_Work to complete_:
Exact copies of all entries are expected.

*** Material provided Section Begins ***

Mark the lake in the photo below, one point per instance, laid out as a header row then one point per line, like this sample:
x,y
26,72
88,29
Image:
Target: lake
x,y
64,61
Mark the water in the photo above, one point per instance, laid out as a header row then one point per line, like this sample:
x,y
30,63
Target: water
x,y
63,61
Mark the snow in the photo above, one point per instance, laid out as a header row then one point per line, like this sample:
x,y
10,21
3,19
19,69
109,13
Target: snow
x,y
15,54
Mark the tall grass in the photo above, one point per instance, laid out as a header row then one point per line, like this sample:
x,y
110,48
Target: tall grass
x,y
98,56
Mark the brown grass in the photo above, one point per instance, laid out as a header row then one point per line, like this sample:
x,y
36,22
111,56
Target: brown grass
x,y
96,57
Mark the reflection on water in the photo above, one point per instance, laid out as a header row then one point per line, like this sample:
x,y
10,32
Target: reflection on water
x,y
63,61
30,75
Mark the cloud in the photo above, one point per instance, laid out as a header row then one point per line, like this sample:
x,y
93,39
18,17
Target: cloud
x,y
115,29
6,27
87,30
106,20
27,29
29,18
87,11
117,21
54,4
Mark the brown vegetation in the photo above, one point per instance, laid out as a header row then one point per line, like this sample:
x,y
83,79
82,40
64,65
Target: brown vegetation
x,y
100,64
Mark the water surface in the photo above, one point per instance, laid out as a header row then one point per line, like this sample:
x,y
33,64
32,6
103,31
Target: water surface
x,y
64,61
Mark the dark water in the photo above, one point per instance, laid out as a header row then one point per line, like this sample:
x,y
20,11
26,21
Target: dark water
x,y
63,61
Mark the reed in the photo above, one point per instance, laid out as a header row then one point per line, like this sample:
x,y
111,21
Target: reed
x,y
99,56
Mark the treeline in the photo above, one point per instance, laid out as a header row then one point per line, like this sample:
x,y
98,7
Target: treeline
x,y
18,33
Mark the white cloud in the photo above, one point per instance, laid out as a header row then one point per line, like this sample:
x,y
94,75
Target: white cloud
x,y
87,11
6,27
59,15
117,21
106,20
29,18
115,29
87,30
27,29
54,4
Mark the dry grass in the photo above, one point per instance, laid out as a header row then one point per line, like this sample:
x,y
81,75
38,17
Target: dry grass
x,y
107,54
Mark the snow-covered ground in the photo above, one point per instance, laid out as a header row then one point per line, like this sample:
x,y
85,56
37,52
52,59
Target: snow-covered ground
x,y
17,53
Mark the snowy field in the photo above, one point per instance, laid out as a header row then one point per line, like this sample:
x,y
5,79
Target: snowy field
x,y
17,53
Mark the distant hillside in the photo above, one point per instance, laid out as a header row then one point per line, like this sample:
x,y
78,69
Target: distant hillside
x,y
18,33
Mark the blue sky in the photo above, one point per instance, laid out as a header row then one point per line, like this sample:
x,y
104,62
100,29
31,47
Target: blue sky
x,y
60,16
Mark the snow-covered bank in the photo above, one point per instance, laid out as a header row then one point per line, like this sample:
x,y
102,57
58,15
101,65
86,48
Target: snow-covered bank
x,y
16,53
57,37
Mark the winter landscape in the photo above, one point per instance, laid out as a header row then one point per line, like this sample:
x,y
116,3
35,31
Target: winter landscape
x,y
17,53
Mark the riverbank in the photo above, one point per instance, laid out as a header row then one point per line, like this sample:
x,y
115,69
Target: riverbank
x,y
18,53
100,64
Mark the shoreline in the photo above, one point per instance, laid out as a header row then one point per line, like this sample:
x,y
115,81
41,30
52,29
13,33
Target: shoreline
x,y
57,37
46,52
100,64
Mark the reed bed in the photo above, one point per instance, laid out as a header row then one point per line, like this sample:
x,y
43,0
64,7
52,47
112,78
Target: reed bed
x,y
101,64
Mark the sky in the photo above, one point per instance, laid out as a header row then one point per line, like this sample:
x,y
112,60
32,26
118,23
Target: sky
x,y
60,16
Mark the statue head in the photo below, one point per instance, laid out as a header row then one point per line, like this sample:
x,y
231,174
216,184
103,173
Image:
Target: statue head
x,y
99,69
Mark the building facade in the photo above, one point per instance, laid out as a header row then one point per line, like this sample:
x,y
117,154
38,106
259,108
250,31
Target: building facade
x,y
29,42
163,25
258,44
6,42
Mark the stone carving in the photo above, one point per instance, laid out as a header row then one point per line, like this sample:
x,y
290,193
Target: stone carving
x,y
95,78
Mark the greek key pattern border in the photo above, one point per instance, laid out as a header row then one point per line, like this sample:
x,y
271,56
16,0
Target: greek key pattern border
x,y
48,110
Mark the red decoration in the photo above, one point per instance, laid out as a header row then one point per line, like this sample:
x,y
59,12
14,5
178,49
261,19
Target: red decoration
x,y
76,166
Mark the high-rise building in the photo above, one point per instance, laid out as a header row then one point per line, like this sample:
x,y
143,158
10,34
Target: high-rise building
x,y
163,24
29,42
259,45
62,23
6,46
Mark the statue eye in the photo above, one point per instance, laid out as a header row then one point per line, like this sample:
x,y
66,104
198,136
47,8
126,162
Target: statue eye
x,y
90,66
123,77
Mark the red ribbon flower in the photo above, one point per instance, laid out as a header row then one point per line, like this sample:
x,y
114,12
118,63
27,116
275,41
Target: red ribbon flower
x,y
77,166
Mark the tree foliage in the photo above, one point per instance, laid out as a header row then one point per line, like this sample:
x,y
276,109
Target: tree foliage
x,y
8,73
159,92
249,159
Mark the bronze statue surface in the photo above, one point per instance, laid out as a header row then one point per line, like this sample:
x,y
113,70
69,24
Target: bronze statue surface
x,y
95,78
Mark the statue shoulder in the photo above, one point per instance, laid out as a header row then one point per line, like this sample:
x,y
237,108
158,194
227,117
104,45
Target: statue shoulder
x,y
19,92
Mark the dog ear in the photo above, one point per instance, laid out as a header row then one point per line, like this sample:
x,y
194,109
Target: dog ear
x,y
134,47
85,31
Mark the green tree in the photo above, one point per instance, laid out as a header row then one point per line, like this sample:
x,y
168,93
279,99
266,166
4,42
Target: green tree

*** Material provided Section Ends ***

_Result of the exercise_:
Mark the lake in the photo below, one point per instance, laid out as a header row then one point per line, like this sample:
x,y
26,72
88,29
Image:
Target: lake
x,y
64,61
Mark the water in the photo above, one point per instance, laid out as a header row then one point per line, like this sample:
x,y
30,63
Target: water
x,y
63,61
Mark the snow in the photo above, one point per instance, laid out as a header row then one point per line, like this sample:
x,y
10,21
3,19
19,69
109,13
Target: snow
x,y
15,54
Mark the tall grass in the photo above, one point per instance, laid out as a header row then one point per line, like this sample:
x,y
110,48
Target: tall grass
x,y
98,56
Mark the brown grass in the photo above, one point per instance, laid out as a header row then one point per line, like this sample:
x,y
36,22
111,56
Target: brown grass
x,y
96,57
Mark the reflection on water in the photo above, one point per instance, laid out as a header row then one point per line, like this sample:
x,y
10,32
Target: reflection on water
x,y
63,61
30,75
Mark the cloud in the photo above, one point per instance, laid out as a header row then one point per line, like this sample:
x,y
93,39
18,17
Target: cloud
x,y
115,29
6,27
87,30
106,20
27,29
29,18
87,11
117,21
54,4
Mark the brown vegetation in the photo above, one point per instance, laid out as a header row then one point per line, like this sample:
x,y
83,79
82,40
64,65
Target: brown vegetation
x,y
100,64
Mark the water surface in the photo above, one point per instance, laid out as a header row then one point per line, like this sample:
x,y
33,64
32,6
103,31
Target: water surface
x,y
64,61
Mark the dark water in the photo above, one point per instance, laid out as a header row then one point per line, like this sample:
x,y
20,11
26,21
Target: dark water
x,y
63,61
Mark the reed in the photo above, one point per instance, laid out as a header row then one point per line, like this sample:
x,y
111,21
Target: reed
x,y
99,56
Mark the treeline in the photo above, one point per instance, laid out as a header row then one point per line, like this sample:
x,y
98,7
Target: treeline
x,y
18,33
Mark the white cloud in the photo above, one point per instance, laid out as a header row then one point per line, like this sample:
x,y
94,75
Target: white cloud
x,y
87,11
6,27
59,15
117,21
106,20
29,18
115,29
87,30
27,29
54,4
Mark the dry grass in the photo above, one point per instance, laid out as a header row then one point per line, like this sample:
x,y
81,75
38,17
Target: dry grass
x,y
107,54
Mark the snow-covered ground in the photo above, one point per instance, laid out as a header row then one point per line, like this sample:
x,y
85,56
37,52
52,59
Target: snow-covered ground
x,y
17,53
Mark the snowy field in the photo above, one point per instance, laid out as a header row then one point per line, like this sample:
x,y
5,79
Target: snowy field
x,y
17,53
Mark the distant hillside in the photo above, one point per instance, laid out as a header row then one point per line, like this sample:
x,y
78,69
Target: distant hillside
x,y
18,33
Mark the blue sky in the photo above, one point per instance, laid out as a header row then one point per line, like this sample:
x,y
104,62
100,29
31,47
Target: blue sky
x,y
60,16
Mark the snow-covered bank in the photo above, one point per instance, laid out as a header row then one point per line, like this sample:
x,y
102,57
58,15
101,65
86,48
Target: snow-covered bank
x,y
16,53
57,37
Mark the winter landscape in the photo above, one point per instance, laid out as a header row then one point per line, like this sample:
x,y
116,3
35,31
Target: winter landscape
x,y
17,53
Mark the riverbank in the photo above, one point per instance, laid out as a header row then one point per line, like this sample:
x,y
115,69
Target: riverbank
x,y
18,53
100,64
Mark the shoreline in the photo above, one point per instance, laid out as a header row then one point per line, like this sample:
x,y
115,81
41,30
52,29
13,33
Target: shoreline
x,y
57,37
46,52
100,64
Mark the reed bed in the photo above, one point per instance, laid out as a header row then one point per line, like this sample:
x,y
43,0
64,7
52,47
112,78
Target: reed bed
x,y
101,64
Mark the sky in the photo above, one point per instance, laid out as a header row then one point per line, like this sample:
x,y
112,60
32,26
118,23
Target: sky
x,y
60,16
Mark the statue head in the photo below, one point per instance, laid out as a header row then one point per line, like this sample:
x,y
231,174
216,184
103,173
Image:
Target: statue head
x,y
99,69
Mark the building facade in the photo above, one point per instance, laid out as a header row then one point per line, like this sample:
x,y
117,154
38,106
259,108
250,31
Target: building facade
x,y
29,42
163,25
258,44
6,42
Mark the stone carving in the photo above, one point per instance, laid out as a header row then one point per line, like this sample:
x,y
290,193
Target: stone carving
x,y
95,78
Mark the greek key pattern border in the photo above, one point per instance, laid out as a header row then one point per line, like this sample:
x,y
271,56
16,0
Target: greek key pattern border
x,y
48,110
Mark the red decoration in the photo above, one point per instance, laid out as a header row then one point per line, like this sample:
x,y
59,12
14,5
178,49
261,19
Target: red decoration
x,y
76,166
Mark the high-rise building in the photo above, one point per instance, laid out as a header row then one point per line, like this sample:
x,y
143,158
10,34
Target: high-rise building
x,y
163,24
29,42
259,45
62,23
6,46
Mark the statue eye in the photo above, one point per instance, laid out as a header row then one point per line, like this sample:
x,y
66,104
198,136
47,8
126,162
Target: statue eye
x,y
90,66
123,77
Mark the red ribbon flower in the photo above, one point per instance, laid out as a header row then one point per line, like this sample:
x,y
114,12
118,63
27,116
275,41
Target: red ribbon flower
x,y
77,166
Mark the tree foliage in the photo above, one point per instance, laid out as a header row then one point per line, like this sample:
x,y
276,109
Target: tree foliage
x,y
8,73
159,92
249,159
Mark the bronze statue surface in the photo above, one point per instance, laid out as a header row then one point per line, like this sample:
x,y
113,70
69,24
Target: bronze statue surface
x,y
95,78
Mark the statue shoulder in the photo above, one point per instance, laid out as a header row then one point per line, like this sample:
x,y
237,108
158,194
227,117
104,45
Target: statue shoulder
x,y
19,92
Mark the dog ear in the photo above, one point per instance, laid out as a header row then one point per line, like this sample:
x,y
194,109
Target: dog ear
x,y
134,47
85,31
Mark the green tree in the photo above, one point per instance, laid out as a header row then one point per line, like this sample:
x,y
168,93
279,99
266,166
4,42
Target: green tree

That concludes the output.